[THE PROBLEM]: Reproduce every line of the following records verbatim, with no changes to characters, spacing, or order.

[DATASET RECORDS]:
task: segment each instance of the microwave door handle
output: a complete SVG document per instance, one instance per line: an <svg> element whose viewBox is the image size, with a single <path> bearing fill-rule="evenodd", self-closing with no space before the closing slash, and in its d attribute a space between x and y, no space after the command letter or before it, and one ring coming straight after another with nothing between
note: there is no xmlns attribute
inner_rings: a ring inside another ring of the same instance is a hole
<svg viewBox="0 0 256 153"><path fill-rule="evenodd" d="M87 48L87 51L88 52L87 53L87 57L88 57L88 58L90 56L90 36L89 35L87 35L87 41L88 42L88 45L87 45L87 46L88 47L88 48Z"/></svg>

[EXERCISE RESPONSE]:
task: segment each instance of the microwave door handle
output: a complete SVG document per instance, one instance per line: an <svg> element whose viewBox is the image size, with a single <path> bearing fill-rule="evenodd", self-closing with no space before the closing slash, and in its d attribute a space between x and y, no space after the command letter or before it, and one ring coming straight after another with nothing between
note: there is no xmlns attribute
inner_rings: a ring inside another ring of the same instance is a hole
<svg viewBox="0 0 256 153"><path fill-rule="evenodd" d="M87 48L87 51L88 52L87 53L87 57L88 57L88 58L90 56L90 36L89 35L87 35L87 41L88 42L88 45L87 45L87 46L88 47L88 48Z"/></svg>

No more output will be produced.